## Your instructions
Return each line in the records below that contains the string "negative".

[Opening Task data section]

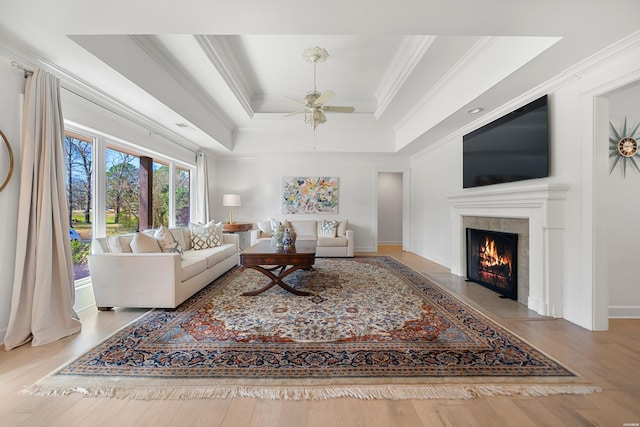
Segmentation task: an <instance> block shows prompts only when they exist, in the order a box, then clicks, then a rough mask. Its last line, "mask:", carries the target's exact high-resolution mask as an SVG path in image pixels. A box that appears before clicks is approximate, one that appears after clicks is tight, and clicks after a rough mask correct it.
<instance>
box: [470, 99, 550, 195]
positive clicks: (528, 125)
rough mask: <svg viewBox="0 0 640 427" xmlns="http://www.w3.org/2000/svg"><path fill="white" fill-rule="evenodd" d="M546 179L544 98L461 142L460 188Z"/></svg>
mask: <svg viewBox="0 0 640 427" xmlns="http://www.w3.org/2000/svg"><path fill="white" fill-rule="evenodd" d="M546 176H549V108H548V103H547V95H545V96H543V97H542V98H539V99H536V100H535V101H533V102H531V103H529V104H527V105H525V106H524V107H521V108H519V109H517V110H515V111H512V112H511V113H509V114H507V115H506V116H503V117H501V118H499V119H497V120H495V121H493V122H491V123H489V124H486V125H484V126H483V127H481V128H479V129H476V130H475V131H473V132H471V133H468V134H466V135H465V136H464V137H463V138H462V187H463V188H470V187H480V186H483V185H491V184H500V183H503V182H514V181H522V180H527V179H536V178H544V177H546Z"/></svg>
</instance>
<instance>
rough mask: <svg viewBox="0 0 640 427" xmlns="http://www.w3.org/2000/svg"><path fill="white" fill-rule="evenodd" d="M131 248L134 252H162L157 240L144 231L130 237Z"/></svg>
mask: <svg viewBox="0 0 640 427" xmlns="http://www.w3.org/2000/svg"><path fill="white" fill-rule="evenodd" d="M130 246H131V250H132V251H133V252H134V253H162V250H161V249H160V245H159V244H158V241H157V240H156V239H155V238H154V237H153V236H149V235H148V234H145V233H141V232H139V233H136V234H135V235H134V236H133V239H131V245H130Z"/></svg>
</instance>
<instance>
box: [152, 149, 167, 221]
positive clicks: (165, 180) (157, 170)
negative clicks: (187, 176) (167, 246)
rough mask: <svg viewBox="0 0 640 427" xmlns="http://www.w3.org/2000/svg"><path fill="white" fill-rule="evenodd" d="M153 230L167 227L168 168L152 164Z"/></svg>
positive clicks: (155, 162)
mask: <svg viewBox="0 0 640 427" xmlns="http://www.w3.org/2000/svg"><path fill="white" fill-rule="evenodd" d="M152 170H153V214H152V221H153V222H152V224H153V228H158V227H160V226H161V225H164V226H168V225H169V166H168V165H166V164H162V163H158V162H153V166H152Z"/></svg>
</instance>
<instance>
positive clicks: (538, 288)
mask: <svg viewBox="0 0 640 427" xmlns="http://www.w3.org/2000/svg"><path fill="white" fill-rule="evenodd" d="M569 188H570V186H569V185H565V184H538V185H527V186H514V187H505V188H497V187H490V188H473V189H468V190H465V191H462V192H460V193H455V194H451V195H449V196H448V197H447V198H448V199H449V204H450V209H451V273H453V274H456V275H458V276H466V271H465V269H466V266H465V265H466V250H465V239H466V230H464V227H463V217H468V216H476V217H493V218H526V219H528V220H529V297H528V299H527V301H528V303H527V305H528V307H529V308H530V309H531V310H534V311H535V312H537V313H539V314H541V315H544V316H552V317H562V305H563V265H562V258H563V255H562V254H563V239H564V204H565V200H566V195H567V192H568V191H569Z"/></svg>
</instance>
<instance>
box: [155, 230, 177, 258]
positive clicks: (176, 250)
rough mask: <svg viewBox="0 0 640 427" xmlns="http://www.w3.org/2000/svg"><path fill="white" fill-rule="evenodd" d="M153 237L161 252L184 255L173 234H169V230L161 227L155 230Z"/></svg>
mask: <svg viewBox="0 0 640 427" xmlns="http://www.w3.org/2000/svg"><path fill="white" fill-rule="evenodd" d="M153 237H155V238H156V240H157V241H158V244H159V245H160V249H162V252H168V253H179V254H183V253H184V249H183V248H182V245H181V244H180V242H178V240H177V239H176V238H175V236H174V235H173V233H171V230H169V229H168V228H167V227H165V226H164V225H161V226H160V228H158V229H157V230H156V233H155V234H154V235H153Z"/></svg>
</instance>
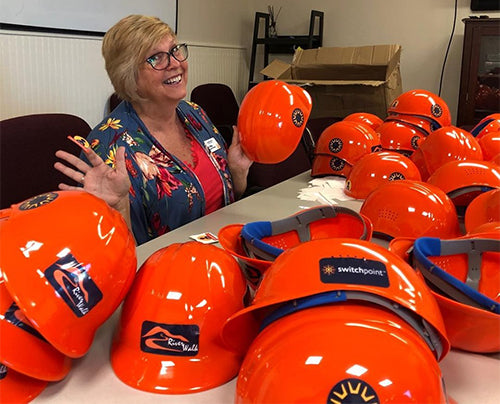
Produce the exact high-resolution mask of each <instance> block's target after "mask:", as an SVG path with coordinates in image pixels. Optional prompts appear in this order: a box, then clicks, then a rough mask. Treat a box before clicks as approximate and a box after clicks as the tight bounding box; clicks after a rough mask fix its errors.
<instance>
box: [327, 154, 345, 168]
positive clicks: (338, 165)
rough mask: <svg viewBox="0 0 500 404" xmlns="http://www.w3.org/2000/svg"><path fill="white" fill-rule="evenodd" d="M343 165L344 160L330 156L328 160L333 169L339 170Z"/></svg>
mask: <svg viewBox="0 0 500 404" xmlns="http://www.w3.org/2000/svg"><path fill="white" fill-rule="evenodd" d="M344 167H345V161H344V160H342V159H339V158H338V157H332V159H331V160H330V168H331V169H332V170H333V171H340V170H342V169H343V168H344Z"/></svg>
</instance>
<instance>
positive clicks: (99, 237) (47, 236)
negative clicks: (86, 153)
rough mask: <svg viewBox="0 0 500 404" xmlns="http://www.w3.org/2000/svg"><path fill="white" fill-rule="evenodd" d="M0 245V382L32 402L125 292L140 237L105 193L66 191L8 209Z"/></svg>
mask: <svg viewBox="0 0 500 404" xmlns="http://www.w3.org/2000/svg"><path fill="white" fill-rule="evenodd" d="M0 250H1V251H2V253H1V254H0V268H1V276H0V310H1V317H0V327H1V338H0V362H1V363H2V365H4V367H2V370H3V371H4V372H7V378H3V379H1V380H0V389H1V394H2V399H3V398H4V397H10V398H12V400H13V401H15V402H23V401H29V400H30V399H32V398H34V397H35V396H36V395H37V394H39V393H40V392H41V391H42V390H43V388H44V387H45V386H46V385H47V382H51V381H58V380H61V379H63V378H64V377H65V376H66V375H67V374H68V372H69V371H70V368H71V359H72V358H78V357H81V356H83V355H85V354H86V353H87V351H88V350H89V348H90V345H91V343H92V341H93V338H94V334H95V332H96V330H97V329H98V327H99V326H100V325H101V324H102V323H104V321H106V320H107V319H108V317H109V316H110V315H111V314H112V313H113V312H114V311H115V309H116V308H117V307H118V305H119V304H120V303H121V301H122V300H123V299H124V297H125V295H126V293H127V291H128V289H129V288H130V286H131V284H132V280H133V278H134V276H135V271H136V266H137V261H136V252H135V241H134V238H133V236H132V234H131V232H130V231H129V230H128V228H127V225H126V223H125V221H124V220H123V218H122V216H121V215H120V214H119V213H118V212H117V211H115V210H114V209H112V208H110V207H109V206H108V205H107V204H106V202H104V201H103V200H101V199H99V198H97V197H95V196H93V195H91V194H89V193H87V192H85V191H59V192H50V193H46V194H42V195H38V196H36V197H33V198H30V199H28V200H26V201H24V202H21V203H19V204H16V205H12V206H11V207H10V208H8V209H4V210H2V211H1V212H0ZM21 383H22V384H24V388H23V389H19V384H21Z"/></svg>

[Closing Task data section]

## Answer to this exercise
negative clicks: (187, 176) (167, 246)
negative clicks: (86, 153)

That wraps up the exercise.